> _Data rows_

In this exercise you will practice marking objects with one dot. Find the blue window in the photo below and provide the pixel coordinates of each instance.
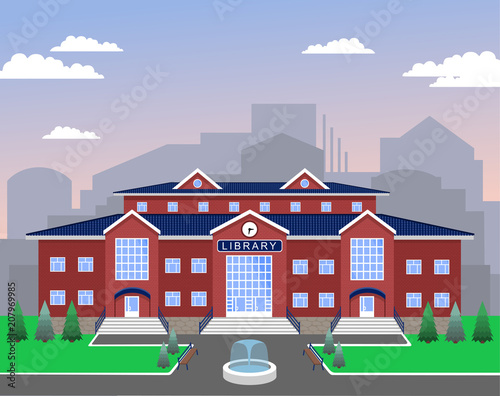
(265, 206)
(367, 259)
(198, 266)
(414, 267)
(300, 267)
(85, 264)
(413, 300)
(441, 267)
(300, 300)
(198, 299)
(132, 259)
(85, 297)
(326, 300)
(172, 299)
(357, 206)
(57, 264)
(57, 297)
(441, 300)
(326, 267)
(172, 266)
(326, 206)
(142, 206)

> _Short exercise_
Write out every row above without changing a character, and leave the picture out of your answer.

> _Complete response_
In this exercise you will practice marking objects with one dot. Find the blue window in the photo below and provide the pixel coordinates of each instance.
(265, 206)
(367, 259)
(198, 266)
(414, 267)
(300, 267)
(85, 264)
(413, 300)
(441, 267)
(300, 300)
(198, 299)
(132, 259)
(85, 297)
(326, 300)
(172, 299)
(357, 206)
(57, 264)
(57, 297)
(441, 300)
(326, 267)
(172, 266)
(326, 206)
(142, 206)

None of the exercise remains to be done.